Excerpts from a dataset
★ ★ ★ ★ ★ ★ ★
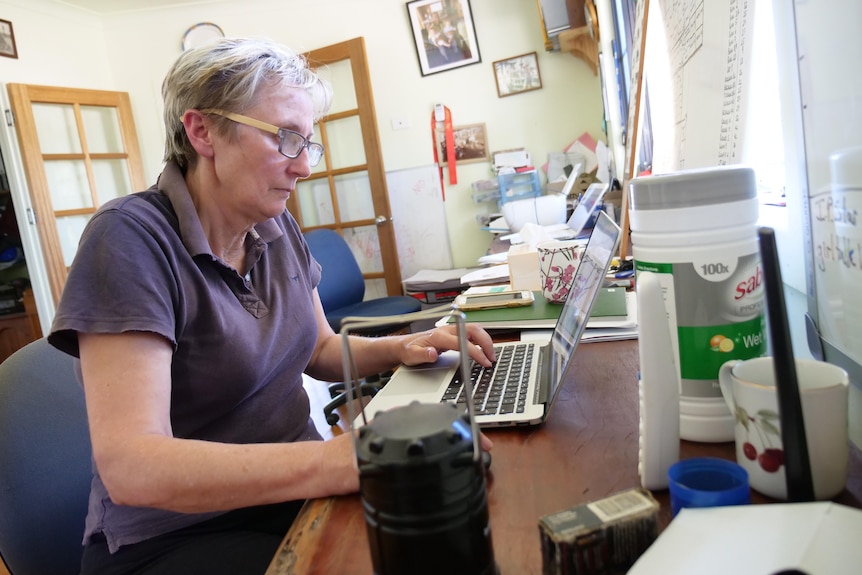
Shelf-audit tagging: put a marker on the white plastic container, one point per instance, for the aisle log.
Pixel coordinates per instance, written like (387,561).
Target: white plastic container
(697,229)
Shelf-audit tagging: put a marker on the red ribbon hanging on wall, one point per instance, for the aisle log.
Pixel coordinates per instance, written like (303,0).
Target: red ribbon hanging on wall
(448,132)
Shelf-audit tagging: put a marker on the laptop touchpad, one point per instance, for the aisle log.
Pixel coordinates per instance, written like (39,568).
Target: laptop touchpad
(424,378)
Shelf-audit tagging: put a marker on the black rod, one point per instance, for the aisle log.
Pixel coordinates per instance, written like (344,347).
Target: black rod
(797,466)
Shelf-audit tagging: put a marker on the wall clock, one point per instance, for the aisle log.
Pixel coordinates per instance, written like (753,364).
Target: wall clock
(200,34)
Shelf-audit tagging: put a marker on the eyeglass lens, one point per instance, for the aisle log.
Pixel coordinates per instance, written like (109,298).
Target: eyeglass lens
(292,144)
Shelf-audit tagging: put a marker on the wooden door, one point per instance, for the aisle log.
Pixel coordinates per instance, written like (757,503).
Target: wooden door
(347,190)
(79,149)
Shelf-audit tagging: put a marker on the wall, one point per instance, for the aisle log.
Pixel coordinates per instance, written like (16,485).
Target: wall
(131,52)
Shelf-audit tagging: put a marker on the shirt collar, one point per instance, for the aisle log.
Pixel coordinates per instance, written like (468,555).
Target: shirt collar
(173,185)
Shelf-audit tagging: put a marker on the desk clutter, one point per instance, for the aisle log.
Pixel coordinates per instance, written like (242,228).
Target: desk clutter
(601,537)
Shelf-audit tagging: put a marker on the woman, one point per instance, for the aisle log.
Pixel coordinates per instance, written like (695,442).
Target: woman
(193,309)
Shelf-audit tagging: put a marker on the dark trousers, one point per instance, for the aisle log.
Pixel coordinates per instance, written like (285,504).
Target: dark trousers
(242,541)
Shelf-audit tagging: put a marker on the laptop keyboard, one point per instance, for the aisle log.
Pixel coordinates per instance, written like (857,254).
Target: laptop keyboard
(501,388)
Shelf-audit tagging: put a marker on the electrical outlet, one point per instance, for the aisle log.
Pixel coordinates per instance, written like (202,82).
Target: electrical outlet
(400,123)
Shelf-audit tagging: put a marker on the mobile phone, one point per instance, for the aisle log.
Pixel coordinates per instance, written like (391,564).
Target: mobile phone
(492,300)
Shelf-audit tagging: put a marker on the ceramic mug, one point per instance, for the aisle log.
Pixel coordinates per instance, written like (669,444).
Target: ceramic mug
(558,262)
(749,389)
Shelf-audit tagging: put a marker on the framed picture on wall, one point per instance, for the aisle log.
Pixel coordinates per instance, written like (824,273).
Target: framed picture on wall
(471,144)
(517,74)
(7,40)
(443,34)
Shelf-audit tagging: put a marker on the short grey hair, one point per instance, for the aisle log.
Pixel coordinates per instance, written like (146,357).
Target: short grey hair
(228,74)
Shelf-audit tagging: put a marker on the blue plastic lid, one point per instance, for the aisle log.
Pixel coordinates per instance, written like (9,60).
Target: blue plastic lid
(707,482)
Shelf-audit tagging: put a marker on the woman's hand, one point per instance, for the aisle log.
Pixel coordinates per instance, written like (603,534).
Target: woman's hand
(425,347)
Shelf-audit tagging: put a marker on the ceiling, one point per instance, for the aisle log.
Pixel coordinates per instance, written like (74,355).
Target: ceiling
(118,6)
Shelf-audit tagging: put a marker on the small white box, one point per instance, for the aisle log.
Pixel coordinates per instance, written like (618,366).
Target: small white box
(524,268)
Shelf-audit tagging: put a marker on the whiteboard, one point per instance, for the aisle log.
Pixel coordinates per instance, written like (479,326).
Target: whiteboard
(829,49)
(419,219)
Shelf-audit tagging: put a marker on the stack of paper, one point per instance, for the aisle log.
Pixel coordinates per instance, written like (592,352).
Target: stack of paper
(606,322)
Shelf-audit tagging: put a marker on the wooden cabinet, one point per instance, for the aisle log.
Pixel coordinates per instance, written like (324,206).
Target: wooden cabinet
(566,27)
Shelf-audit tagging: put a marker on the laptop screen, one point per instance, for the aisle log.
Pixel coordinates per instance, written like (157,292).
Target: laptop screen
(586,282)
(581,215)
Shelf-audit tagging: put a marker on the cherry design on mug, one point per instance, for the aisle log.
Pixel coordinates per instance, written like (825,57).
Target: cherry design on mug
(765,423)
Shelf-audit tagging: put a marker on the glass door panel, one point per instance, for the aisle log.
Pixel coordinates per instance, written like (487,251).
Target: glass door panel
(354,196)
(57,129)
(315,201)
(347,191)
(112,179)
(70,229)
(102,130)
(68,185)
(344,143)
(79,149)
(340,74)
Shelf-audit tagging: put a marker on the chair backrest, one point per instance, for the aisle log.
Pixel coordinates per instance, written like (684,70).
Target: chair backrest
(45,462)
(342,283)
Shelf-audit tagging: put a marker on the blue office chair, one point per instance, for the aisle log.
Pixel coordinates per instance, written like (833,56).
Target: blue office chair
(342,287)
(342,292)
(45,468)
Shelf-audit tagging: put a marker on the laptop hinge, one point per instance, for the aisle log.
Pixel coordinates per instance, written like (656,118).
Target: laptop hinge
(543,391)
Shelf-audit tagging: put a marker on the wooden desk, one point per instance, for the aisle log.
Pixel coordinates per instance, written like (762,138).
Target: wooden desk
(588,449)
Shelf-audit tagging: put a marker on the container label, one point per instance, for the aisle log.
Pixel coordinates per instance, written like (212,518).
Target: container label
(715,309)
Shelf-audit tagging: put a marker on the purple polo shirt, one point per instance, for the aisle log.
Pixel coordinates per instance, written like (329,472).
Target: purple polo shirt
(240,345)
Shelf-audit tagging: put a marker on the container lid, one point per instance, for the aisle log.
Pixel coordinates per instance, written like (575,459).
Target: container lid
(693,188)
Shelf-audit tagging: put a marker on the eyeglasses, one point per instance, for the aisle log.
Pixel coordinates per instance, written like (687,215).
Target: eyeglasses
(290,143)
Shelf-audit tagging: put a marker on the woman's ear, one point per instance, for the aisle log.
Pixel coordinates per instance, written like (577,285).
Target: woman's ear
(199,131)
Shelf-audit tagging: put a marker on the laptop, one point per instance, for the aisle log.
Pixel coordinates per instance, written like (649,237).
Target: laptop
(541,368)
(574,227)
(581,215)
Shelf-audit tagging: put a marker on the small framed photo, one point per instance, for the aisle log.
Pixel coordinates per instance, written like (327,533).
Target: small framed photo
(471,144)
(443,34)
(7,40)
(518,74)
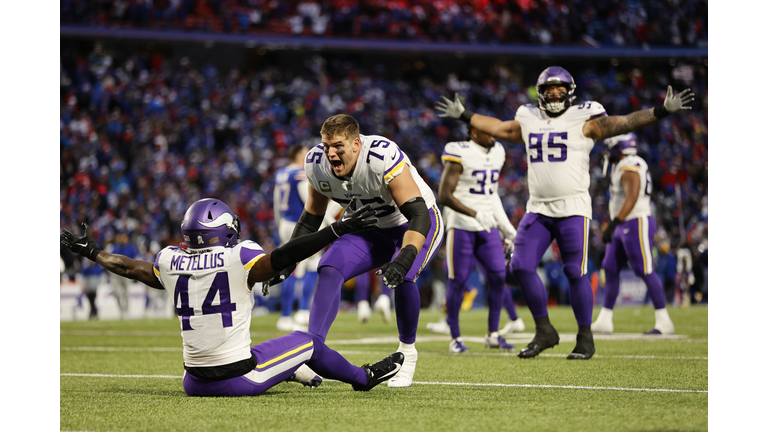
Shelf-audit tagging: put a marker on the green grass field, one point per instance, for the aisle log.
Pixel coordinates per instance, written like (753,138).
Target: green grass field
(126,376)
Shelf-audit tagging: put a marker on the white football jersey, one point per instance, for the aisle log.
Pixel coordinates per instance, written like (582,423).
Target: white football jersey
(631,163)
(478,181)
(558,159)
(212,299)
(379,161)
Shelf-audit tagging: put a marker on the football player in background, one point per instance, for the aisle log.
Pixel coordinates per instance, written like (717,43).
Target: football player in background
(629,236)
(474,215)
(212,279)
(288,202)
(559,136)
(355,170)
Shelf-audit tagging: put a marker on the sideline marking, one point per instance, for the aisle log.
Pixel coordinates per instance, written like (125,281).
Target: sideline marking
(432,383)
(343,352)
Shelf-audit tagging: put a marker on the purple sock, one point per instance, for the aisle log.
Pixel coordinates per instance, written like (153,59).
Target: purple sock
(534,293)
(407,306)
(509,305)
(332,365)
(655,290)
(325,305)
(496,290)
(582,299)
(363,287)
(307,289)
(454,295)
(611,289)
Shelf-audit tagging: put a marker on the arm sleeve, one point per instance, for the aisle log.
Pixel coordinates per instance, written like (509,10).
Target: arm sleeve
(502,219)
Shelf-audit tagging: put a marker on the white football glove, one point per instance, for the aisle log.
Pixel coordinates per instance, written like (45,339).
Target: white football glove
(675,103)
(487,220)
(451,109)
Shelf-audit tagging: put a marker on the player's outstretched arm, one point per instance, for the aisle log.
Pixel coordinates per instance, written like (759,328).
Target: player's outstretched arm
(604,127)
(509,130)
(303,247)
(87,247)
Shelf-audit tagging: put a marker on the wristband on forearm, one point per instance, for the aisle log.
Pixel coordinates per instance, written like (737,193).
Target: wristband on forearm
(660,112)
(466,116)
(406,257)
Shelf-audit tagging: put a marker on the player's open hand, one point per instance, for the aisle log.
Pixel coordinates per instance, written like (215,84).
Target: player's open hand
(84,246)
(393,274)
(451,109)
(362,219)
(680,101)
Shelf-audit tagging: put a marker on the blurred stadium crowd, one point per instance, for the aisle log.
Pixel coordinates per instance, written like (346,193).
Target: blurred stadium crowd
(142,137)
(638,23)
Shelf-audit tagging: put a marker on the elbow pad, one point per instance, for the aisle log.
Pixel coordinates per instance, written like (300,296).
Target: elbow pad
(415,210)
(307,224)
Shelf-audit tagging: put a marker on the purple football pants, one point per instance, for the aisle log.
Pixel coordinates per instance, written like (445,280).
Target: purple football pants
(632,243)
(534,235)
(463,250)
(277,360)
(354,254)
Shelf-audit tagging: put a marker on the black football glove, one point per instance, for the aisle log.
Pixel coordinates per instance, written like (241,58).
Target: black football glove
(276,279)
(395,271)
(84,246)
(608,233)
(362,219)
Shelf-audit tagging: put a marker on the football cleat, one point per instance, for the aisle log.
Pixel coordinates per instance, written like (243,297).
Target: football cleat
(585,347)
(306,376)
(363,311)
(380,371)
(457,346)
(513,326)
(494,341)
(546,337)
(301,317)
(404,377)
(382,306)
(439,327)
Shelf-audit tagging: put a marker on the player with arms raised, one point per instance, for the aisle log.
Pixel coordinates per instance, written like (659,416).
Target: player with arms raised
(356,170)
(629,236)
(559,136)
(211,280)
(473,211)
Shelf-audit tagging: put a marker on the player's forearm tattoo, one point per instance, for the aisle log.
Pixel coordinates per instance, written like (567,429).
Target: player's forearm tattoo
(616,125)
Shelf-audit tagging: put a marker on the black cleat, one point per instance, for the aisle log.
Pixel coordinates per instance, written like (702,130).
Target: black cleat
(381,371)
(546,337)
(585,346)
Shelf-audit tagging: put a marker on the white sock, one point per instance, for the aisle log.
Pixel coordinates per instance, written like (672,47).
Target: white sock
(605,315)
(663,321)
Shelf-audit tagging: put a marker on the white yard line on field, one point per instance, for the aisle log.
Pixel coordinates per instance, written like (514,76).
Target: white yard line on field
(433,383)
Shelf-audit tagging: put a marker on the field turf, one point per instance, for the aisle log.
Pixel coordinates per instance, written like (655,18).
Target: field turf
(126,376)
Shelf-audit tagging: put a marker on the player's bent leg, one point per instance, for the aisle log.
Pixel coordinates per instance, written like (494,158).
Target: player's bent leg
(277,361)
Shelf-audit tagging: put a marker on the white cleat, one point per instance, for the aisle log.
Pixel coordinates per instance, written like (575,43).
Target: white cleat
(382,306)
(285,324)
(513,327)
(439,327)
(363,311)
(404,378)
(301,317)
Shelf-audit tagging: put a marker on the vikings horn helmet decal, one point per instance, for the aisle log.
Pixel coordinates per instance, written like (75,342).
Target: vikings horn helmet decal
(211,223)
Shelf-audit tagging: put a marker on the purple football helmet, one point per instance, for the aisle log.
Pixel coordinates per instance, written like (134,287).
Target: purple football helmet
(617,146)
(208,223)
(555,75)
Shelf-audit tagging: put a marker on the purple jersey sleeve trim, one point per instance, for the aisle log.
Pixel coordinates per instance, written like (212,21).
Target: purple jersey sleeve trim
(395,165)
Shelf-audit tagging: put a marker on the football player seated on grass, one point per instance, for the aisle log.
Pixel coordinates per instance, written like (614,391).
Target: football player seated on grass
(211,280)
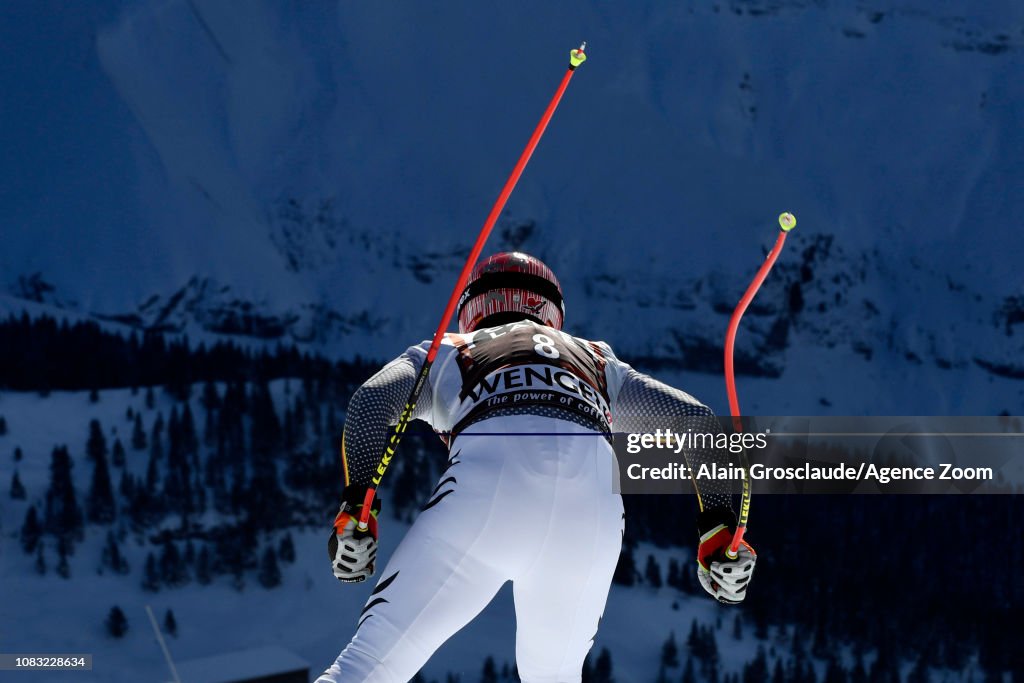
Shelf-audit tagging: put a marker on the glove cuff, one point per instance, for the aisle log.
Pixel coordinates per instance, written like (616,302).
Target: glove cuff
(352,497)
(351,509)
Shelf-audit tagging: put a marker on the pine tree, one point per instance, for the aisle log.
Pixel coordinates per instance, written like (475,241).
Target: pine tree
(138,440)
(157,437)
(112,556)
(117,623)
(16,488)
(286,551)
(64,569)
(203,566)
(652,572)
(269,572)
(689,676)
(64,516)
(835,673)
(626,570)
(489,673)
(602,668)
(673,579)
(40,560)
(32,530)
(151,578)
(858,674)
(95,446)
(920,674)
(670,651)
(118,454)
(170,624)
(172,567)
(756,670)
(100,501)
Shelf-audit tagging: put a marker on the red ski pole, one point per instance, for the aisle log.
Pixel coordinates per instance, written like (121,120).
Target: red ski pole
(786,222)
(577,57)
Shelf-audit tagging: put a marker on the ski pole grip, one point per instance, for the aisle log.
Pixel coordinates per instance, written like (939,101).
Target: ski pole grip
(737,538)
(368,501)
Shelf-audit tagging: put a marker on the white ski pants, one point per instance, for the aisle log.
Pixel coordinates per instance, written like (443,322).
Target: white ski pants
(536,508)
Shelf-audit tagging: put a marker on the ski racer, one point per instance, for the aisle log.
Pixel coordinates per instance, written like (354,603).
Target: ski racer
(527,493)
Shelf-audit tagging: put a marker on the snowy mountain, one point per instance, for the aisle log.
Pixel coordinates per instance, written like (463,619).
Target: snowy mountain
(316,175)
(301,607)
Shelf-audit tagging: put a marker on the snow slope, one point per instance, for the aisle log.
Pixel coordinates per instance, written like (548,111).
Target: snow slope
(311,613)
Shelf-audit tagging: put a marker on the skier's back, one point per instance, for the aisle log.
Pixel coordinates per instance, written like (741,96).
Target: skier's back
(527,494)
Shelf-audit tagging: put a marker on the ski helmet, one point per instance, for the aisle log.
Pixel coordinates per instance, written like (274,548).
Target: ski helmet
(509,287)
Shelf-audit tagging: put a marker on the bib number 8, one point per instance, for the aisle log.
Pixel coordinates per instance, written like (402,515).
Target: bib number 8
(545,345)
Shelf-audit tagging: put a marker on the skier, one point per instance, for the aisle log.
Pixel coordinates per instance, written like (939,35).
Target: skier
(527,493)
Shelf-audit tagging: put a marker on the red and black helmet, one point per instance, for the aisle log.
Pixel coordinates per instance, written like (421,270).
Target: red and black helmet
(509,287)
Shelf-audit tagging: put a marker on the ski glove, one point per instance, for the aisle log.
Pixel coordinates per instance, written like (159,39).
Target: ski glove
(352,552)
(725,580)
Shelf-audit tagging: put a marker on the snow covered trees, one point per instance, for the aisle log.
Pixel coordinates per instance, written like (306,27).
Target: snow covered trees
(117,623)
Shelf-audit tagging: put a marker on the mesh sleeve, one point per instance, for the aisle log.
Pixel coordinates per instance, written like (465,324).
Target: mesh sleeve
(645,404)
(373,410)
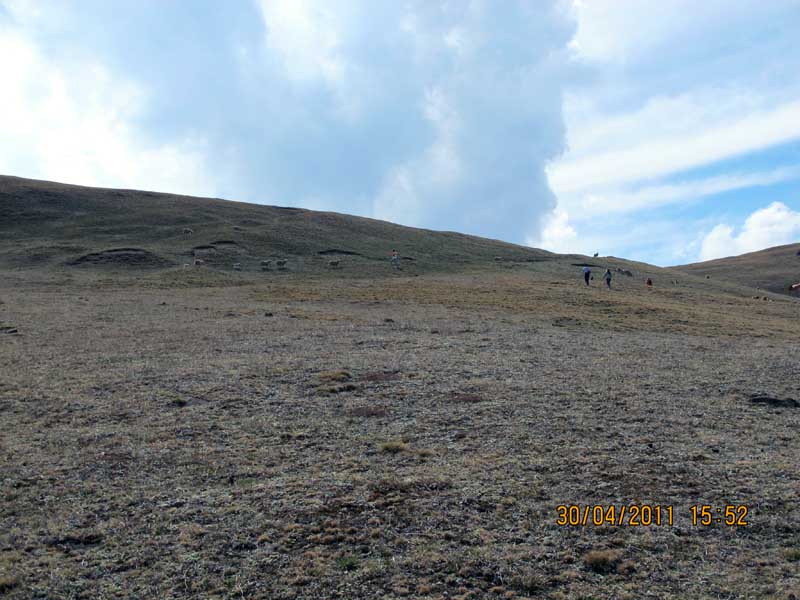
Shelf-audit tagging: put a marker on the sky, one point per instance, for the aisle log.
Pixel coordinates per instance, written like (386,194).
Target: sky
(664,132)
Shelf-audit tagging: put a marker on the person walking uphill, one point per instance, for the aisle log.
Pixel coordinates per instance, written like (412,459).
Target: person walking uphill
(608,277)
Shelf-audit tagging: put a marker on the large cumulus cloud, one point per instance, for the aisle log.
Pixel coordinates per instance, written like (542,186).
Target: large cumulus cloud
(437,114)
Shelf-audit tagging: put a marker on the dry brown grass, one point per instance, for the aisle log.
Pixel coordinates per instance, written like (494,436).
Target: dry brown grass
(155,446)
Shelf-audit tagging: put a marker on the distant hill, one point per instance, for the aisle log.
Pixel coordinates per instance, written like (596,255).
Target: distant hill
(773,269)
(54,225)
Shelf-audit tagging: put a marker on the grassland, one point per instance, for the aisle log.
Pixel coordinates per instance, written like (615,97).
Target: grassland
(379,434)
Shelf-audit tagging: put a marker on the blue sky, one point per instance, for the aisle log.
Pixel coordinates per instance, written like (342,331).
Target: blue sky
(666,132)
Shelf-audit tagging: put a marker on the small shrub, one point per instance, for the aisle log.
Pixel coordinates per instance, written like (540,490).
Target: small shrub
(394,447)
(347,563)
(338,376)
(792,554)
(602,561)
(369,411)
(465,398)
(8,583)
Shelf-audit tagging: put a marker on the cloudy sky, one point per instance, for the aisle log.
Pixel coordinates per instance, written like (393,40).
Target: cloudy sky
(667,131)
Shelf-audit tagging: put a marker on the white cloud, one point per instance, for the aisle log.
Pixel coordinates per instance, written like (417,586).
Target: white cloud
(668,88)
(77,123)
(619,200)
(307,35)
(558,235)
(774,225)
(691,145)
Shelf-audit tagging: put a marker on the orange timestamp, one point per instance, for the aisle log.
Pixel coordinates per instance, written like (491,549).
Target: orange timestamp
(732,515)
(633,515)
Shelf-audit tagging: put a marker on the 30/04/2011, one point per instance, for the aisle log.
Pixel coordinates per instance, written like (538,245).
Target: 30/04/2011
(647,515)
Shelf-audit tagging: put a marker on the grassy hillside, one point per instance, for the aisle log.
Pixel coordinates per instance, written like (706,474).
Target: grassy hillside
(773,269)
(51,224)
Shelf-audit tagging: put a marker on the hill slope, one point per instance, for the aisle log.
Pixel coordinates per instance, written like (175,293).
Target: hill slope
★ ★ ★ ★ ★ ★ ★
WHAT TO WORK ON
From the records above, print exactly the lines that run from the line with "Shelf-audit tagging: put a marker on the snow slope, one" to the line with "Shelf-audit tagging: put a marker on the ski helmet, one", inclusive.

PROBLEM SOLUTION
Shelf-audit tagging: put a marker on the snow slope, one point per instance, for the aisle log.
Pixel coordinates per instance, written like (548,111).
Target: snow slope
(311,613)
Shelf-audit tagging: put a marker on the skier's back, one point per instance, for the aisle log.
Pixel coordinates per instance, written like (741,96).
Target: skier's back
(527,494)
Shelf-audit tagging: put a marker on the ski helmet, one point per instance, for the aisle log.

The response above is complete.